— begin Stored rows —

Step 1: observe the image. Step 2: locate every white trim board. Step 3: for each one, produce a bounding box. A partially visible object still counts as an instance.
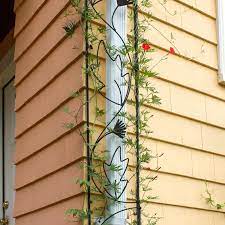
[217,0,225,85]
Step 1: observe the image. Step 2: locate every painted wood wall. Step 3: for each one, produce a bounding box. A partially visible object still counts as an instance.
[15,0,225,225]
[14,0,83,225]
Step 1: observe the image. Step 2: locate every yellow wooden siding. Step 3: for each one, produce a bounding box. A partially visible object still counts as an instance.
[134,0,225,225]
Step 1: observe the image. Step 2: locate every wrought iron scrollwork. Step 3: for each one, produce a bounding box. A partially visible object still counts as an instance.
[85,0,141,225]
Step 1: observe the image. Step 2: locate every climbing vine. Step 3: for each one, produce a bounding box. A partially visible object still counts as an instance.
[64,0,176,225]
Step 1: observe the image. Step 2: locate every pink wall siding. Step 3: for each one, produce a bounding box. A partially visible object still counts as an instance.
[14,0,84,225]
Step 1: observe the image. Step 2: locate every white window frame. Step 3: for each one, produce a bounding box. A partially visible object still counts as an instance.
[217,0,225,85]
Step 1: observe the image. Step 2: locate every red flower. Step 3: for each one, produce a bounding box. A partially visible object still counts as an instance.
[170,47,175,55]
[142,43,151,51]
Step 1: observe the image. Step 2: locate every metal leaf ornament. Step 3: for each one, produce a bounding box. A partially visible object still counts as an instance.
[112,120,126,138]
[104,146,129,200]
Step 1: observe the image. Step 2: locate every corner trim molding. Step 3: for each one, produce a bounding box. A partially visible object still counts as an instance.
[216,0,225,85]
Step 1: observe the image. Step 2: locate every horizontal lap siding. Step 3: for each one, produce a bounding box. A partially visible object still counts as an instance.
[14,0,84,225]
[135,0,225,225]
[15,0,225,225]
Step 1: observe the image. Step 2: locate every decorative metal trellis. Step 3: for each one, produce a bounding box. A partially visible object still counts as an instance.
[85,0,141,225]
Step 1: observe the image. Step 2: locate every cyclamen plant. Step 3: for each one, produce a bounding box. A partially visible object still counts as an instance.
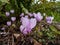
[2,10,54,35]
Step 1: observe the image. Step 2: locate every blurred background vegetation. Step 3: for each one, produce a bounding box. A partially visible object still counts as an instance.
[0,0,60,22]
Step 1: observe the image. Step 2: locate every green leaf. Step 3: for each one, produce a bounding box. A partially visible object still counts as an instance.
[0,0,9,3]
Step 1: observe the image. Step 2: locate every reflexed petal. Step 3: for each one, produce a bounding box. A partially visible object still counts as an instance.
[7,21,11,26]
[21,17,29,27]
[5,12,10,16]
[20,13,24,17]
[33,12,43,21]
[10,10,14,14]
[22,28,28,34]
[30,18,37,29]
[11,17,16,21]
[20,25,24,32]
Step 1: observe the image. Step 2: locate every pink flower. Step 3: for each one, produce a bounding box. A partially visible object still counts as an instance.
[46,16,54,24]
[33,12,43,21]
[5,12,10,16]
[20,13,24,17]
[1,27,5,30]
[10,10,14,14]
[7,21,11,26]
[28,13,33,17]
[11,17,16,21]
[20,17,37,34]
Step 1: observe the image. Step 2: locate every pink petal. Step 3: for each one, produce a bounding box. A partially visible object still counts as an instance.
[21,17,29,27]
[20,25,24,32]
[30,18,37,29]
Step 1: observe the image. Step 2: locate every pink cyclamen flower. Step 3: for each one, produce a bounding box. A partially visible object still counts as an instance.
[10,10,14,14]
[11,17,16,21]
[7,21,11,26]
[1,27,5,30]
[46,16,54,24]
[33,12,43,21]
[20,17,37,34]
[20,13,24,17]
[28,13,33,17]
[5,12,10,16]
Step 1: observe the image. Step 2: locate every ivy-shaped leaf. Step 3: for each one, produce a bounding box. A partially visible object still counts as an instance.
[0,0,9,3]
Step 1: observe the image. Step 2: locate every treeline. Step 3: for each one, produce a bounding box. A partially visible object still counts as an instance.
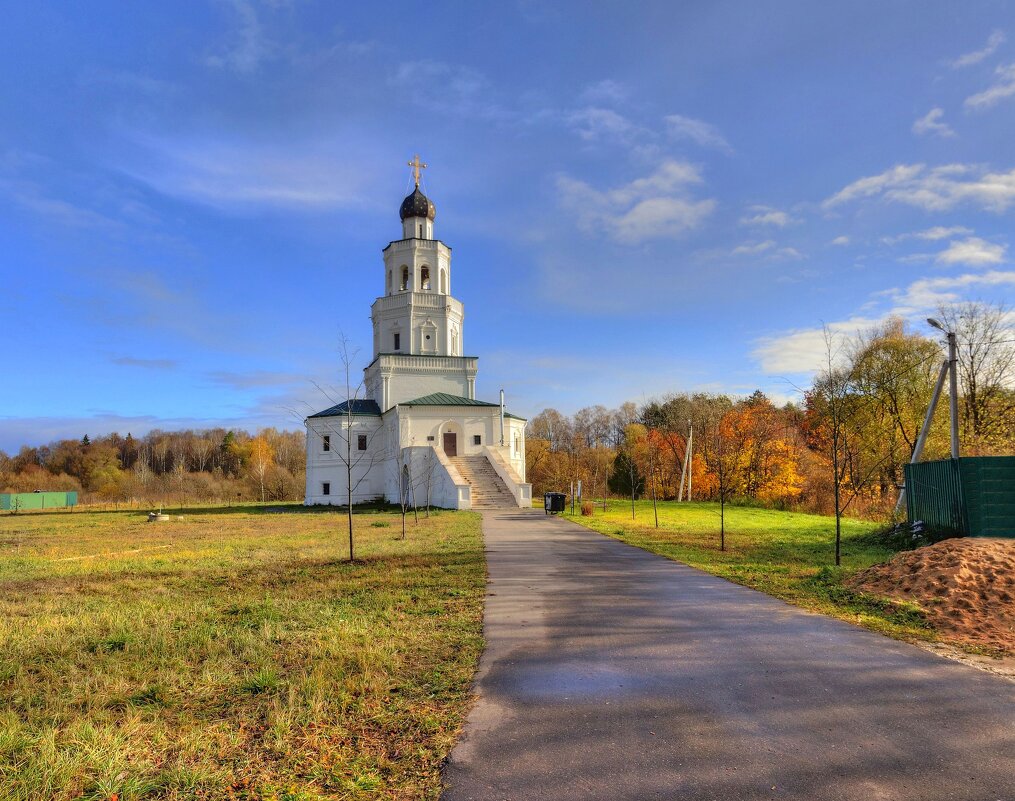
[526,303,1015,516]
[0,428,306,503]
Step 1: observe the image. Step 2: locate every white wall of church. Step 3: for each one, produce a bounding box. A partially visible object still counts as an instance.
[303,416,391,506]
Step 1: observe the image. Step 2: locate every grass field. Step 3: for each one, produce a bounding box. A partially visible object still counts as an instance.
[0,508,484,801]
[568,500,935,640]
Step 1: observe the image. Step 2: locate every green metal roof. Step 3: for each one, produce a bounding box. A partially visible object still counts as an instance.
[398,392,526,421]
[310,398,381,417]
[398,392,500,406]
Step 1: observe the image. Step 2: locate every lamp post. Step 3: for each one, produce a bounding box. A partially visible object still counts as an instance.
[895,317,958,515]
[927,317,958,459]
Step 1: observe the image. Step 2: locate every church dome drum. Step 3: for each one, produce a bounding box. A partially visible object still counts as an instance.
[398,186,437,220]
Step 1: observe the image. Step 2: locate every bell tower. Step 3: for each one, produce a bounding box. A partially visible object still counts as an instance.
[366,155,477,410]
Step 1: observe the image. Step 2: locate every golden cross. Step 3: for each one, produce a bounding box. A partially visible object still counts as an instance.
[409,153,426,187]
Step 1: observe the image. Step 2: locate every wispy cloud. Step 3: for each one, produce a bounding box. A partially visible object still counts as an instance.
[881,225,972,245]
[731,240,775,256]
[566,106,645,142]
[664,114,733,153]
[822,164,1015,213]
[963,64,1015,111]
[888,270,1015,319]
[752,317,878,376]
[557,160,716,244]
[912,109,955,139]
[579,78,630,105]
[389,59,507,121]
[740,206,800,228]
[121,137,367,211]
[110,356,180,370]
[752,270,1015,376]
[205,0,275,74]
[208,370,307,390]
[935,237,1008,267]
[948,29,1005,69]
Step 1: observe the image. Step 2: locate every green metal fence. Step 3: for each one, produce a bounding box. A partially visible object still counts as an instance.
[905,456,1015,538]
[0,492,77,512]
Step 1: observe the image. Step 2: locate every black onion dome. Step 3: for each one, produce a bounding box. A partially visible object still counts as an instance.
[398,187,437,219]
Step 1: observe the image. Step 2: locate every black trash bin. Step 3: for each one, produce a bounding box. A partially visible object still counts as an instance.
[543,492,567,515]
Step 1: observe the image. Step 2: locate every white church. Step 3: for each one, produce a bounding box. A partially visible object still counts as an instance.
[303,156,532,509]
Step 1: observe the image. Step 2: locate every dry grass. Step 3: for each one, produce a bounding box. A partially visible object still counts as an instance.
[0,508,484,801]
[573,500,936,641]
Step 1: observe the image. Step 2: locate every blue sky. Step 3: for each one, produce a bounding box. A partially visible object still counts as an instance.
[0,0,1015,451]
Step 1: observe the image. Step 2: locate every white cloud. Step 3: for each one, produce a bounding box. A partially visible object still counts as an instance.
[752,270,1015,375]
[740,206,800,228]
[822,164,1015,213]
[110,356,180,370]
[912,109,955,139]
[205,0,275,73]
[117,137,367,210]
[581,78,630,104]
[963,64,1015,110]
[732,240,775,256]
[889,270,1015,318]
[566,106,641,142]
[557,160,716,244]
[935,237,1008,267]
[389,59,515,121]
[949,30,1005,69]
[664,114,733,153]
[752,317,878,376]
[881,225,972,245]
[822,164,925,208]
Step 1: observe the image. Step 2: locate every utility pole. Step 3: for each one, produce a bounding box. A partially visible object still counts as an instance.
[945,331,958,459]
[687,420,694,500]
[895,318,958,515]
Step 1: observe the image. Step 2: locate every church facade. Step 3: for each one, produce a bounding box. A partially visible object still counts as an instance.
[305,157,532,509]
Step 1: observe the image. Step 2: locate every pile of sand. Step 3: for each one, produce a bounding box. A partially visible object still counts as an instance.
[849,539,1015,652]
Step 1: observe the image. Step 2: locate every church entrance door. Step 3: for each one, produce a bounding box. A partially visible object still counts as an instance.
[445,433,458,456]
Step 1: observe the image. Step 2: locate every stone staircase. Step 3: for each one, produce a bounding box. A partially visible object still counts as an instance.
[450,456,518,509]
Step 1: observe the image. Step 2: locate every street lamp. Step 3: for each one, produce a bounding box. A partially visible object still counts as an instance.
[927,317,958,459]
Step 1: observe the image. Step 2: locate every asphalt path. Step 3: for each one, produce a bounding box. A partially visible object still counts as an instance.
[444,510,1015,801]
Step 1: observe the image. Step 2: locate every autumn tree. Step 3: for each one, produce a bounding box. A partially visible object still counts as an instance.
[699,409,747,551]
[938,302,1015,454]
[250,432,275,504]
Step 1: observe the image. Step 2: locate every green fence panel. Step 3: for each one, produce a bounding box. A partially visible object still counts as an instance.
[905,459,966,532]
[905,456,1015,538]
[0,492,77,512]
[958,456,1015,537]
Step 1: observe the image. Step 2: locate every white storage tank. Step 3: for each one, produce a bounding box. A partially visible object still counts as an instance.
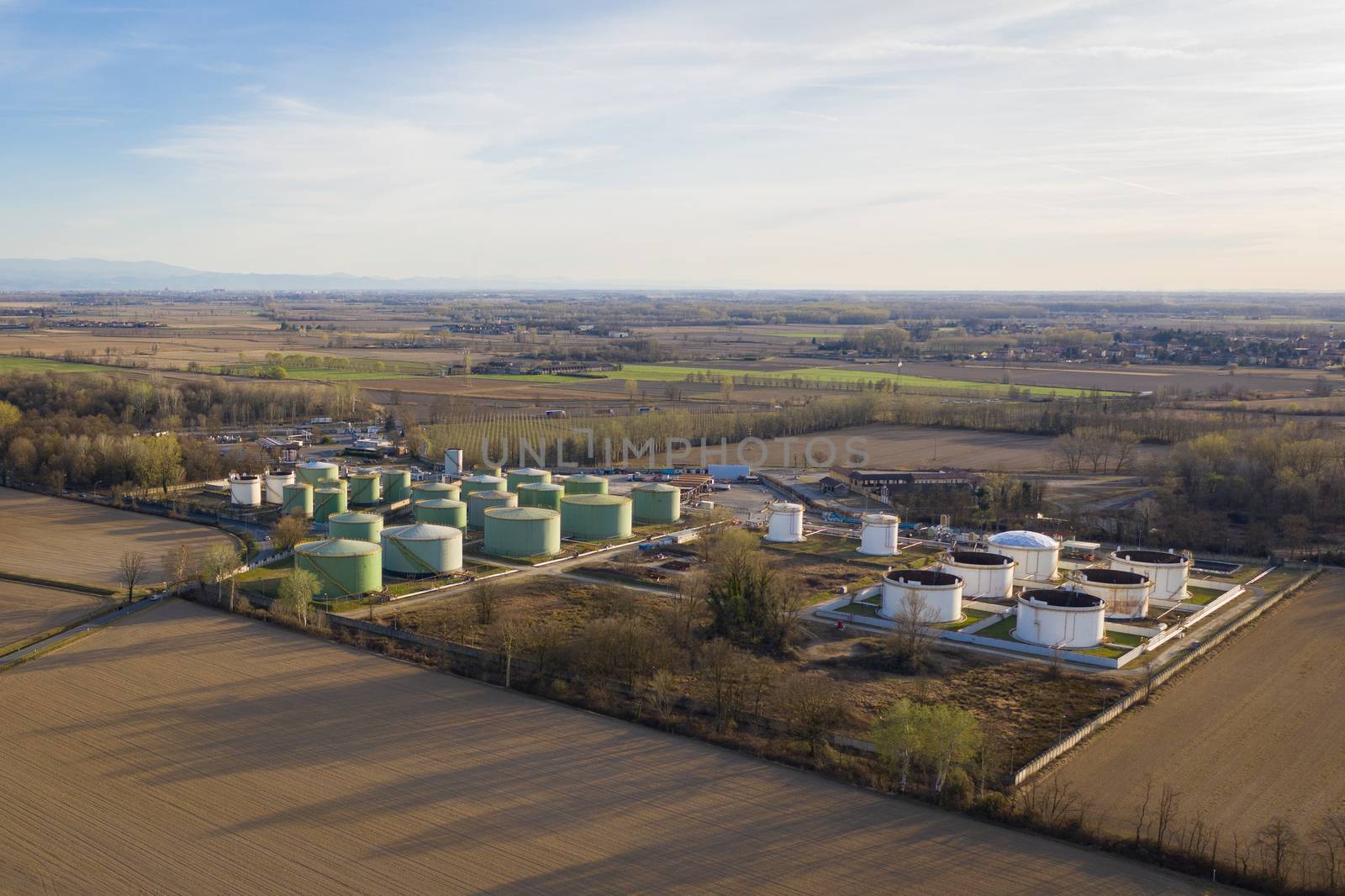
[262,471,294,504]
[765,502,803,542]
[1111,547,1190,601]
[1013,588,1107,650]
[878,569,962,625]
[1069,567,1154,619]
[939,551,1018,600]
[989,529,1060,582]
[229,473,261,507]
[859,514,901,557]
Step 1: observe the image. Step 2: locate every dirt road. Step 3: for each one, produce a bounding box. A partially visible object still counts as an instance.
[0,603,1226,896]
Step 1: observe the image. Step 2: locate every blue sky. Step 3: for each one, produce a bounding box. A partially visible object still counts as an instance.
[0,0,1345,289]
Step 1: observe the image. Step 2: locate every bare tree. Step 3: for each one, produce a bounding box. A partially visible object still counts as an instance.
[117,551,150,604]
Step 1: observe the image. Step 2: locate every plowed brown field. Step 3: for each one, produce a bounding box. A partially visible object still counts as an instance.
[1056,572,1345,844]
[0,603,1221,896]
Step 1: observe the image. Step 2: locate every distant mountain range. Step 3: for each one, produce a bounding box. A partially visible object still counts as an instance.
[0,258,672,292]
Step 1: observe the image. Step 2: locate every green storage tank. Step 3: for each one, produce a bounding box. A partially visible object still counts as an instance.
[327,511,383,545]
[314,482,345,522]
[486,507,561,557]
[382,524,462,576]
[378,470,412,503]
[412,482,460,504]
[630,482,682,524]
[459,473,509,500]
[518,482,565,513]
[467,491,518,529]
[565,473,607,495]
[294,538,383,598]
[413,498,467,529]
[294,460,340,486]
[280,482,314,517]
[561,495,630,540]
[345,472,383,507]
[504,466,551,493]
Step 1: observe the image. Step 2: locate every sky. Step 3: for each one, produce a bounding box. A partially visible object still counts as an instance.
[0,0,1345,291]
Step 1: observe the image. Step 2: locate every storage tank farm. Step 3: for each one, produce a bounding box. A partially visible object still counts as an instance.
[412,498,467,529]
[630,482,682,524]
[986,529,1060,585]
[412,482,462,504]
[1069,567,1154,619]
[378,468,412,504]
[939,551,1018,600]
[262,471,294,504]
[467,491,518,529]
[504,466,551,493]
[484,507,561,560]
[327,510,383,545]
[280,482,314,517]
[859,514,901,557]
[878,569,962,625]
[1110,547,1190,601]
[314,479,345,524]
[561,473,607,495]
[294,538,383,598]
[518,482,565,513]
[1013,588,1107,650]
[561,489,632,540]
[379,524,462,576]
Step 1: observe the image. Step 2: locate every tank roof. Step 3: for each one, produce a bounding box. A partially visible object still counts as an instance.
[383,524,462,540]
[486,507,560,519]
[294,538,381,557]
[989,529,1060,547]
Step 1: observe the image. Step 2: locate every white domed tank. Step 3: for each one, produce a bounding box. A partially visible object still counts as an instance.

— end Stored rows —

▶ Problem statement: Rewrite the listing lines from the one holding "Step 1: observe the image. Step 2: locate every painted" through the one holding "[14,0,83,225]", inclusive, with "painted wood wall" changed to "painted brick wall" and nothing else altered.

▶ Answer for this exercise:
Step 1: observe the image. Step 2: locate every painted brick wall. Step 3: for each one, produce a bounding box. A partially visible object still counts as an instance.
[15,0,225,225]
[14,0,83,225]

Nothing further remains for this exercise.